- 所給文段:

..............................

二字短語凝固度分級考察

Research output: Contribution to journalArticlespeer-review

Abstract

為解決二字短語擴充詞表帶來的歧義切分大幅增加問題,我們對擴收的二字短語進行了凝固度的分級。我們首先考察驗證了已曾提出過的各種標準和方法。考察證明,結構類型、“成分字替換率”“前 /後接歧義度”與凝固度密切相關,也與接續類型 (A/BC~AB/C)密切相關。其中,定中、狀中、述賓三類結構以前字為基準的後字替換率有特別價值,該頻率高的字組多為A/BC型接續,其他字組多為AB/C型接續。在此基礎上,我們提出了二字短語擴充詞表的分級方案和具體的分級排歧策略。
This paper attempts to solve the problem of multi-ambiguities caused by the enlarged vocabulary of two-character phrases (TCP), by means of grading the TCP according to their agglomeration degree. By testing various standards and methods, we find that these three factors --- the structure of the phrases, the replacing rate (RR) of component character (CC) and the ambiguous rate by front and back connecting --- are not only closely related to the agglomeration degree of tw o-character phrases, but also related to the type of ambiguity (A/BC ~ AB/C). We also find that the RR of back CC (RR1) to the structures of adnominal-N, adverbial-V/A and VO are especially useful: these three types of phrases with the high RR1 are mostly of A/BC connecting, whereas the other phrases are of AB/C. Based on this result, we present a grading scheme for the enlarged vocabulary of TCP and give some disambiguation rules relating to the agglomeration degree. Copyright © 2000 教育部語言文字應用研究所.

..............................

[物體指向資料集摘錄]
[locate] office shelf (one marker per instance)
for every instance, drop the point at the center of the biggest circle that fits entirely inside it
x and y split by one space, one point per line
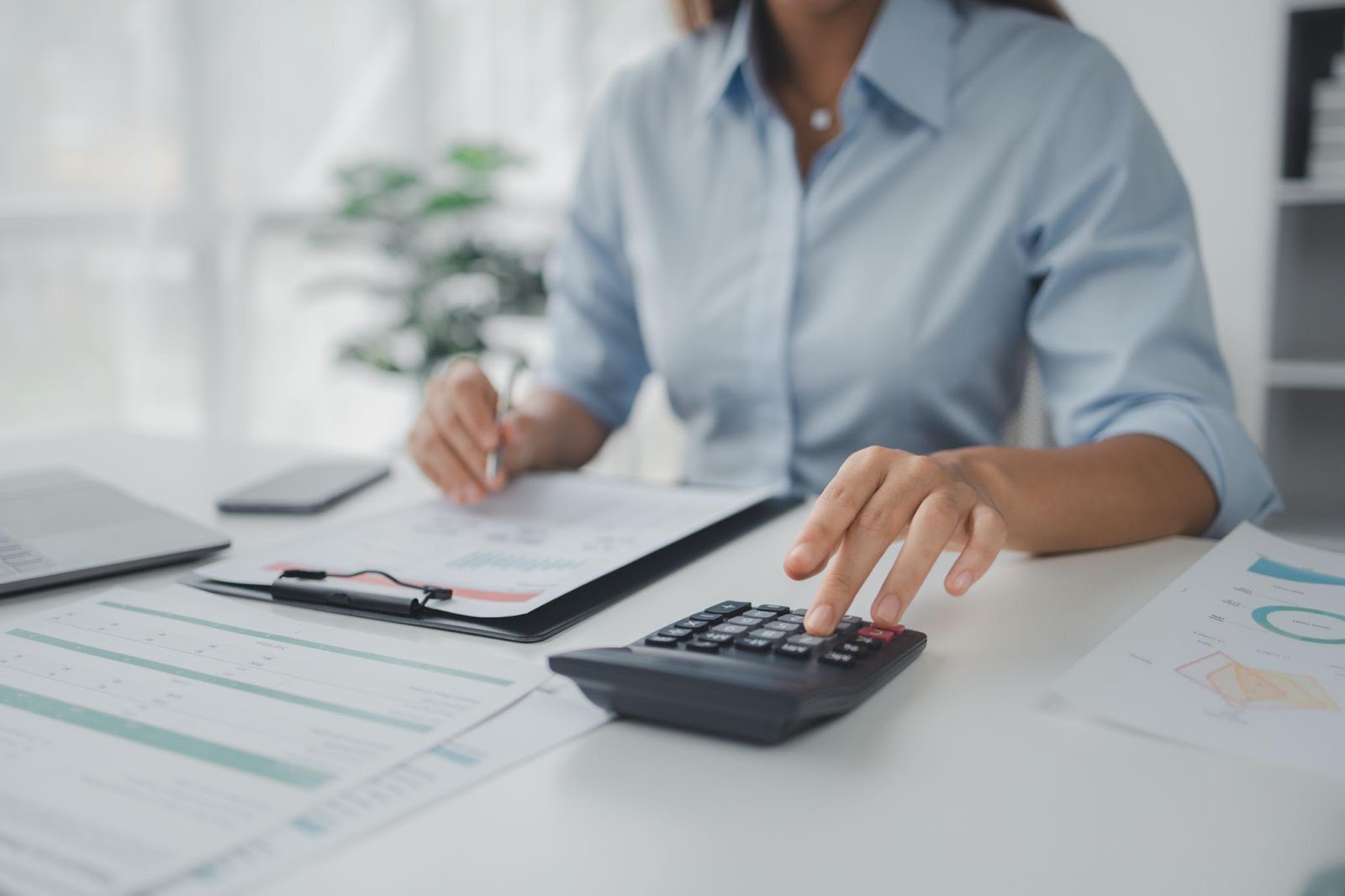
1308 374
1305 394
1305 192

..............................

- 任務目標 1: 根據所給文段，判斷下列三項說法是否成立，每項答「是」或「否」，並引用文段中起決定作用的原文。(a) 結構類型與凝固度密切相關。(b) 定中、狀中、述賓三類結構中，後字替換率高的字組多為AB/C型接續。(c) 文中提出了具體的分級排歧策略。
- 任務目標 2: 所給文段中，考察證明與凝固度密切相關的因素有哪些？請全部列出。
- 任務目標 3: 按所給文段的說法，用二字短語擴充詞表帶來了什麼問題？

- 問題解答 1:
(a) 是：「結構類型、“成分字替換率”“前 /後接歧義度”與凝固度密切相關」
(b) 否：「該頻率高的字組多為A/BC型接續」
(c) 是：「我們提出了二字短語擴充詞表的分級方案和具體的分級排歧策略」

- 問題解答 2: 結構類型；成分字替換率；前/後接歧義度

- 問題解答 3: 歧義切分大幅增加。